::: Passage provided

It is also seen that in spite of that, the workman was medically examined as per decision of the Age Rectification Committee and the date of birth assessed by the Medical Board was again entered in the service record which was accepted by the workman which was not accepted or appreciated by the Labour Court. When the workman attained the age of superannuation he was given one year’s extension and the same was accepted by the workman without raising any objection and it is only after the retirement, the wife of the workman raised an industrial dispute with regard to his age. The admitted facts that emerge from the above are:
a) the workman was taken in service in 1947;
b) the workman was examined by the Medical Board and his age was assessed;
c) In 1960 a service card was issued to the appellant by the Management wherein the age of the workman was recorded as 24 years and the same was duly accepted by the workman by putting his signature;
d) Only in 1972, for the first time, the workman produced a transfer certificate issued from the school and disputed his age;
e) The said transfer certificate was sent to the District Education officer who informed the Management that the transfer certificate was not genuine;
f) It is also not disputed that after the age rectification committee took a decision the workman was examined by a specially constituted Medical Board in 1984 and his age (D.O.B.?) was assessed as 13.09.1926.
g) The service record was again corrected and it was made in 1926.
In this way, the service of the workman was increased by 2 years.
h) The workman accepted the age assessed by the Medical Board in 1984 and according to the age so assessed by the Medical Board workman’s service was increased by 2 years. (Para 23)

::::::
::: Supplied records

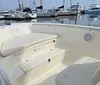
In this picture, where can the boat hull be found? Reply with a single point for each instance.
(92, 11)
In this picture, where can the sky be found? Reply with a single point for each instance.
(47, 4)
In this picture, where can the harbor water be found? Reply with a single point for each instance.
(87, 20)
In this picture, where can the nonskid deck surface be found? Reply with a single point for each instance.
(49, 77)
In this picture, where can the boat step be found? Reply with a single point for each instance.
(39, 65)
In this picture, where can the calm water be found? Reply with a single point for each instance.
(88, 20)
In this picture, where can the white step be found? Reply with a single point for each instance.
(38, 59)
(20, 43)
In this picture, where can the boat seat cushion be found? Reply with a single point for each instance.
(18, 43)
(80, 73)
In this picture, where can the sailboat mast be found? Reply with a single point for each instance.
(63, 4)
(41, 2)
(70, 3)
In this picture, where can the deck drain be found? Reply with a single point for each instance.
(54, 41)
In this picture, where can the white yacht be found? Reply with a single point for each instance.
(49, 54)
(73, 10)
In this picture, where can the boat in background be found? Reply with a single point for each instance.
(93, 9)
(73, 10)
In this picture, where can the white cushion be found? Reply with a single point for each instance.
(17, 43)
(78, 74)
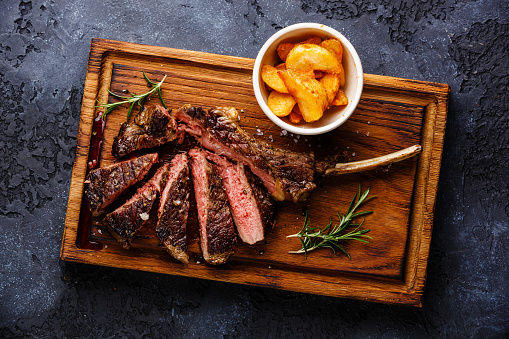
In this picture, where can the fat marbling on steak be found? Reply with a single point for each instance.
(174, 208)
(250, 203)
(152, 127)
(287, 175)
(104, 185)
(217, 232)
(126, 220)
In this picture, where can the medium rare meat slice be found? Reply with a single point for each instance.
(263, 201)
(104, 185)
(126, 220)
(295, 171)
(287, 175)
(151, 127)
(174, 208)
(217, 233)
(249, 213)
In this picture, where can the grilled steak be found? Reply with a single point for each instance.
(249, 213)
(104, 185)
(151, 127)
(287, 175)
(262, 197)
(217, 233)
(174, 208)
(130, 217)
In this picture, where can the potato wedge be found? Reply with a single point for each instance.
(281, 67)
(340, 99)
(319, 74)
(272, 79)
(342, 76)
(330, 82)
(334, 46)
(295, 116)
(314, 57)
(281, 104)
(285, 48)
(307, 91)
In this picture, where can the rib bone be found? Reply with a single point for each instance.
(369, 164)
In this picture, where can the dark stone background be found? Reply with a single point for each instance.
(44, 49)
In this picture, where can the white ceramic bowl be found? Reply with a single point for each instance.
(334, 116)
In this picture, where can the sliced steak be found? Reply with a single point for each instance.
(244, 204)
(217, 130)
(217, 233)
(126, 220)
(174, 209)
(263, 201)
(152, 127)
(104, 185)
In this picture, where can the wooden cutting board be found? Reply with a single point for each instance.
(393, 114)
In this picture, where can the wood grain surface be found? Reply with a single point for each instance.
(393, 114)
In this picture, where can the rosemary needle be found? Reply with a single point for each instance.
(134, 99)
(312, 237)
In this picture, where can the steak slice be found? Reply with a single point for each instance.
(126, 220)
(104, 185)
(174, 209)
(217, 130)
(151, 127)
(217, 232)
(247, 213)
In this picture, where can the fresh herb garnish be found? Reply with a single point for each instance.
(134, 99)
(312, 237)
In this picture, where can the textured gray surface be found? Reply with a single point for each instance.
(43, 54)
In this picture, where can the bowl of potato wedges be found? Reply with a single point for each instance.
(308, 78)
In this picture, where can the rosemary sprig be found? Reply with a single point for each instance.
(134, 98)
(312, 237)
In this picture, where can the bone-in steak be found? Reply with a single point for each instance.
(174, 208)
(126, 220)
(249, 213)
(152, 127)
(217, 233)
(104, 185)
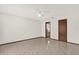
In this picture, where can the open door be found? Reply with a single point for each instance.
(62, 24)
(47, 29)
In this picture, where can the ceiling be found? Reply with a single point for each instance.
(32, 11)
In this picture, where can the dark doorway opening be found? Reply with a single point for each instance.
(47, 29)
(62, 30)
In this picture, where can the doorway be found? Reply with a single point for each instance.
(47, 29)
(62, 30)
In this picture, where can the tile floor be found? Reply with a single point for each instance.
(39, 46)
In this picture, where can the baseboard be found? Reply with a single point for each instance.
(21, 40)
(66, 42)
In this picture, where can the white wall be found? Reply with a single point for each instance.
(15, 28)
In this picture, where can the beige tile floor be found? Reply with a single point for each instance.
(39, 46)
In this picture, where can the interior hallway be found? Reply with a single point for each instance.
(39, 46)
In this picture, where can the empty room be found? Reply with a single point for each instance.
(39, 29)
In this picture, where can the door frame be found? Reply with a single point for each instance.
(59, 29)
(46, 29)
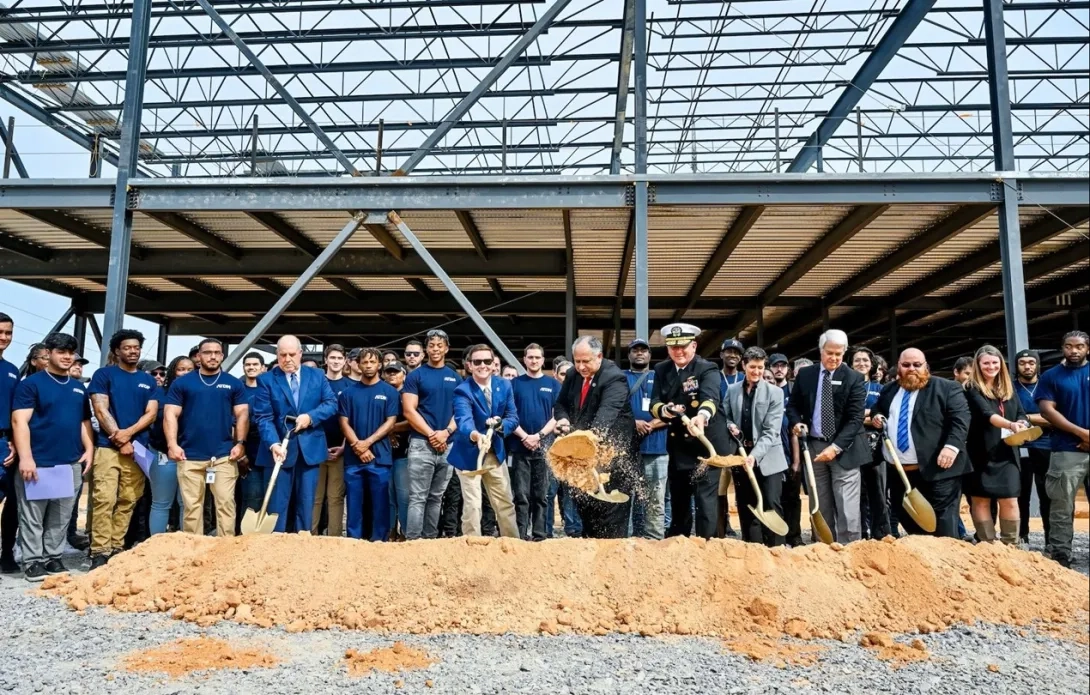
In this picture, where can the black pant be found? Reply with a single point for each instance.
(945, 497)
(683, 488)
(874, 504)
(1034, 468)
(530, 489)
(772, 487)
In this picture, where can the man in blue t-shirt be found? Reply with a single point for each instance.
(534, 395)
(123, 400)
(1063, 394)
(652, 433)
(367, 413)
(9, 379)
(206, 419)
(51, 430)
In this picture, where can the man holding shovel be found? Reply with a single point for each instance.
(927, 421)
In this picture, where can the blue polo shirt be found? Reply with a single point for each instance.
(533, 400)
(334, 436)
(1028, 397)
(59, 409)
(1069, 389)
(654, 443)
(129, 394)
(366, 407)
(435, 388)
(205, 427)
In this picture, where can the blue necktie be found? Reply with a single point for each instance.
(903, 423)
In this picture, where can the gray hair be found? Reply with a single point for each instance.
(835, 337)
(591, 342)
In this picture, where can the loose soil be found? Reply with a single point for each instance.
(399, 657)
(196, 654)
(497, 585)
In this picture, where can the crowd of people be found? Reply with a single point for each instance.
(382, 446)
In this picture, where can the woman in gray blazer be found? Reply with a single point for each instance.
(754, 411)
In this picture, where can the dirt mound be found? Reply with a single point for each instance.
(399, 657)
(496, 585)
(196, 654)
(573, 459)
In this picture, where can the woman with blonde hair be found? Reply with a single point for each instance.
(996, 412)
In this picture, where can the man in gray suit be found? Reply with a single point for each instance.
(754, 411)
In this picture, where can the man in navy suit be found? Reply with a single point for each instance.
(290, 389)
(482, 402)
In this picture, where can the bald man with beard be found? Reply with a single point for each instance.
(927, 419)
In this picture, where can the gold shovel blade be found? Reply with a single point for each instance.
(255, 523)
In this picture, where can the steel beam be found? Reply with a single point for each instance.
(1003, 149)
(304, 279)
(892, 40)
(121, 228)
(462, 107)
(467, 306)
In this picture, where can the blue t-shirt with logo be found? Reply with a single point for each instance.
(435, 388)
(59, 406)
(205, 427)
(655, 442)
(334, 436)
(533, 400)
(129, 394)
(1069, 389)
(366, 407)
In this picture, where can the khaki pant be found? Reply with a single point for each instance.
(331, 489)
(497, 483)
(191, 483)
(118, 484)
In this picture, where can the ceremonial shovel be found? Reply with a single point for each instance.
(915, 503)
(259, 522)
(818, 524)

::::::
::: Supplied records

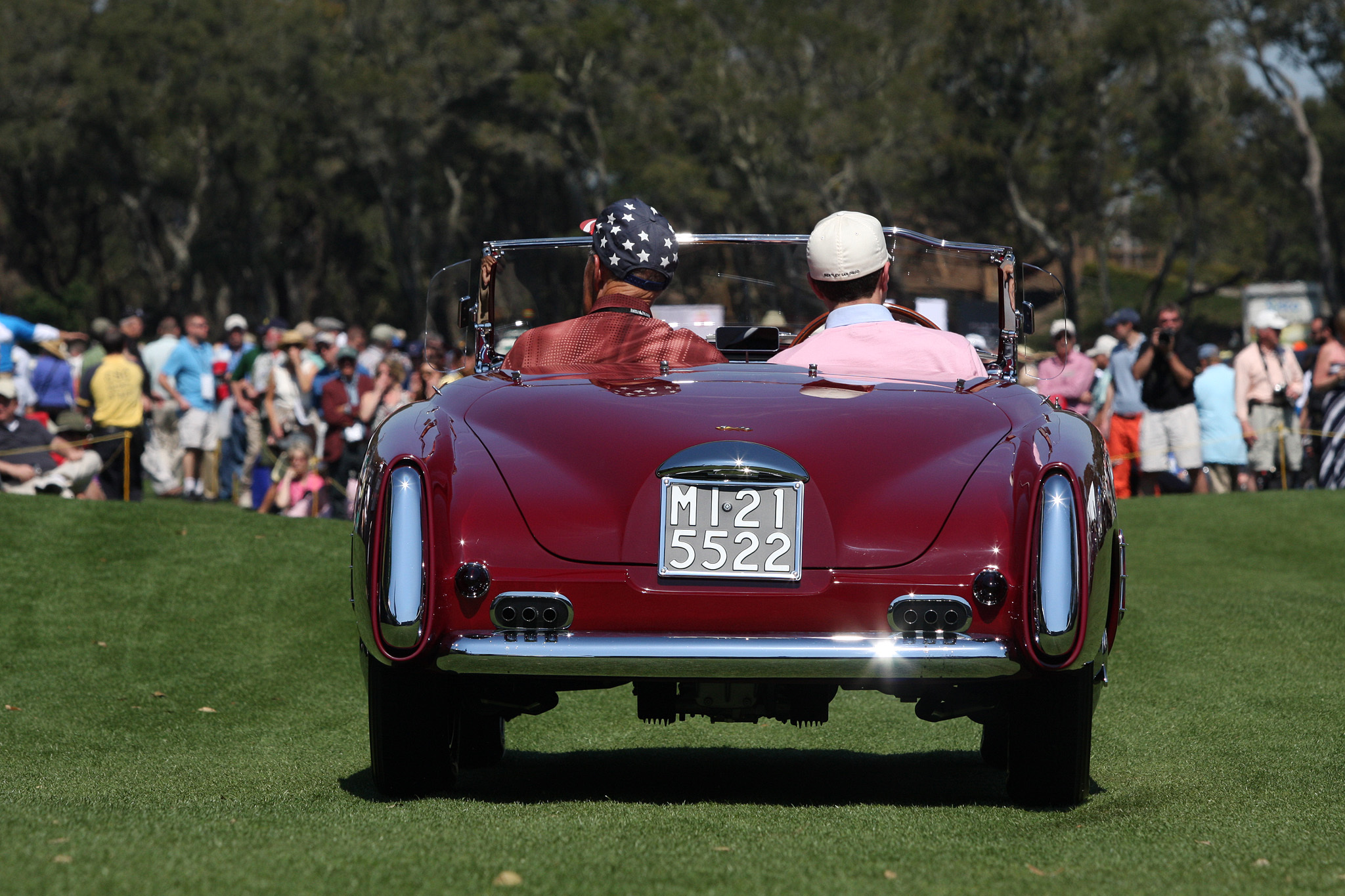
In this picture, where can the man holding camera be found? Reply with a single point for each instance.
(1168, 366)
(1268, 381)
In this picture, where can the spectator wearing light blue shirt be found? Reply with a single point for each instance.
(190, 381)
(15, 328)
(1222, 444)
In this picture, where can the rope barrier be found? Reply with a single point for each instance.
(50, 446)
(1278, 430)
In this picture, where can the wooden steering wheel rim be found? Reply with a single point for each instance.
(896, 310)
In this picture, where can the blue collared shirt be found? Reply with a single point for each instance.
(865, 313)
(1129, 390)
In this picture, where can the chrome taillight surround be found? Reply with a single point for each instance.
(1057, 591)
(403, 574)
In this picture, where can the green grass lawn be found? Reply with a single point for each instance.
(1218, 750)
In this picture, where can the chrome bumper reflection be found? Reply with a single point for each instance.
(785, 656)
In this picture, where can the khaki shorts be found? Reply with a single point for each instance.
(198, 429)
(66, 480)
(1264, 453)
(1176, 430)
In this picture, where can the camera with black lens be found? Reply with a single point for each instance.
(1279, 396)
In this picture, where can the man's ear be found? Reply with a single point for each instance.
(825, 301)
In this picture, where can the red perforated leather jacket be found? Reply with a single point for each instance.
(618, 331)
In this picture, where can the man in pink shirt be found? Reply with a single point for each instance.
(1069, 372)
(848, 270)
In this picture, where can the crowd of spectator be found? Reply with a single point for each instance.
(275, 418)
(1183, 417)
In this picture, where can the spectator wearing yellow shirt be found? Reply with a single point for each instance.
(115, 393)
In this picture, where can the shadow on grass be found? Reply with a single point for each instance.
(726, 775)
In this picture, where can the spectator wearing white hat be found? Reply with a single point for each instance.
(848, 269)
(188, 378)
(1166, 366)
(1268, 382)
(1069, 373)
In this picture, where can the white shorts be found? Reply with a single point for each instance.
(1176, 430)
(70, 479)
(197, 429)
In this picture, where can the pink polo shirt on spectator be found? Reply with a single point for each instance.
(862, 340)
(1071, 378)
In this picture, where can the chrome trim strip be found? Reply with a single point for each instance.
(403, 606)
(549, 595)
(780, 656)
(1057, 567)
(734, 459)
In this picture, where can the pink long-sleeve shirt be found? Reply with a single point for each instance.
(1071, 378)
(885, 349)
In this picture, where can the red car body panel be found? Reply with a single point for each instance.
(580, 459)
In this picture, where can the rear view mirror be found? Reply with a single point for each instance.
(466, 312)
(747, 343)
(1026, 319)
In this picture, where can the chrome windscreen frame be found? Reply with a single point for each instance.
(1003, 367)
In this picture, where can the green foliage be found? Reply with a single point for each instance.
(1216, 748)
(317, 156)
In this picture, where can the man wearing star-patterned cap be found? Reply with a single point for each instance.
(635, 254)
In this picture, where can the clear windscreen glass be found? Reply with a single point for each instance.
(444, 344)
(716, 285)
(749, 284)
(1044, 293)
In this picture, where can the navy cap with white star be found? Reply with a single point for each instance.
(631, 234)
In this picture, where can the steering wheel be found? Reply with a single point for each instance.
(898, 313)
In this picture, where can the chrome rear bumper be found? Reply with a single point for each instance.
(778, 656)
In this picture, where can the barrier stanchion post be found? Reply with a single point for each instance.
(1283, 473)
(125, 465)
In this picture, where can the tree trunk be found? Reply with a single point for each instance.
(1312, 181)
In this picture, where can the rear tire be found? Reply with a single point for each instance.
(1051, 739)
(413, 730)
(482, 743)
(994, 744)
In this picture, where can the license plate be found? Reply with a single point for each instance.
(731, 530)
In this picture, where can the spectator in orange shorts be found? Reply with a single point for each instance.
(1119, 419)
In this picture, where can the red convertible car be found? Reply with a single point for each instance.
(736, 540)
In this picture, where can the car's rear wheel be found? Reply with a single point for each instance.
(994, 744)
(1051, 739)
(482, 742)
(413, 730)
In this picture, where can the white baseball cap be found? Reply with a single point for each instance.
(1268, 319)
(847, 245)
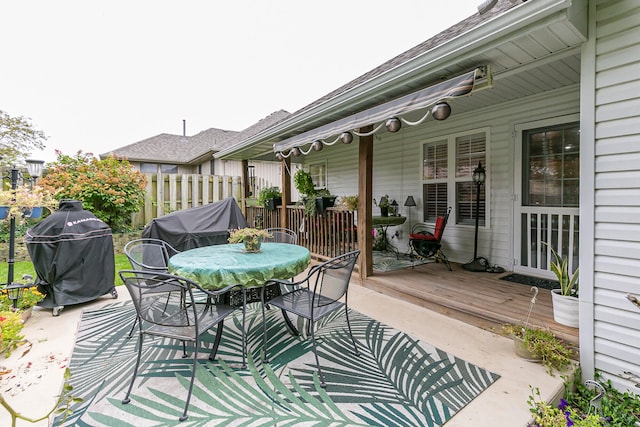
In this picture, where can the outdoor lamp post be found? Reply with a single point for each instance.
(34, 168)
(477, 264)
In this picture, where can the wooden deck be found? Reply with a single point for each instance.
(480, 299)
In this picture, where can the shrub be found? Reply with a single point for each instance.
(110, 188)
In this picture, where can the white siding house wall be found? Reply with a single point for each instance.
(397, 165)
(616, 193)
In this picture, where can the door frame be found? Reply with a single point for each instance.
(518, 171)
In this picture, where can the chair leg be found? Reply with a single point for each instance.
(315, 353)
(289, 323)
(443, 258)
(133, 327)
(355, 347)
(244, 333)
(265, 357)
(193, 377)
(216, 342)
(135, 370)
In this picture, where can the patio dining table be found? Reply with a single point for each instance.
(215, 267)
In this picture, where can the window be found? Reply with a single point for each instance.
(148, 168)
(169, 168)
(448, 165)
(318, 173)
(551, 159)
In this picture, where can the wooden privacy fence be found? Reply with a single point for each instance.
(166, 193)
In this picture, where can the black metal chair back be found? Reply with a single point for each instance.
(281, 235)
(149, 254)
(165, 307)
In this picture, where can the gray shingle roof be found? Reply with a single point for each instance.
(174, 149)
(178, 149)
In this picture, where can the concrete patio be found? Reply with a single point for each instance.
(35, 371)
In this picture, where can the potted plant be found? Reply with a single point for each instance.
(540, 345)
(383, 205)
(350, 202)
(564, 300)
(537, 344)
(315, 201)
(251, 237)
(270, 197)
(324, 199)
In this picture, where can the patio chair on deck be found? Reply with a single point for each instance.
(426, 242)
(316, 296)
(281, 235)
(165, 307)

::::::

The task :: According to the passage about the workman's age dispute, why was the workman's service increased by 2 years? Answer in one to three sentences.

Expected answer :: After the Age Rectification Committee's decision, a specially constituted Medical Board examined the workman in 1984 and assessed his date of birth as 13.09.1926. His service record was corrected to 1926 on that basis, and the workman accepted the assessed age, which increased his service by 2 years.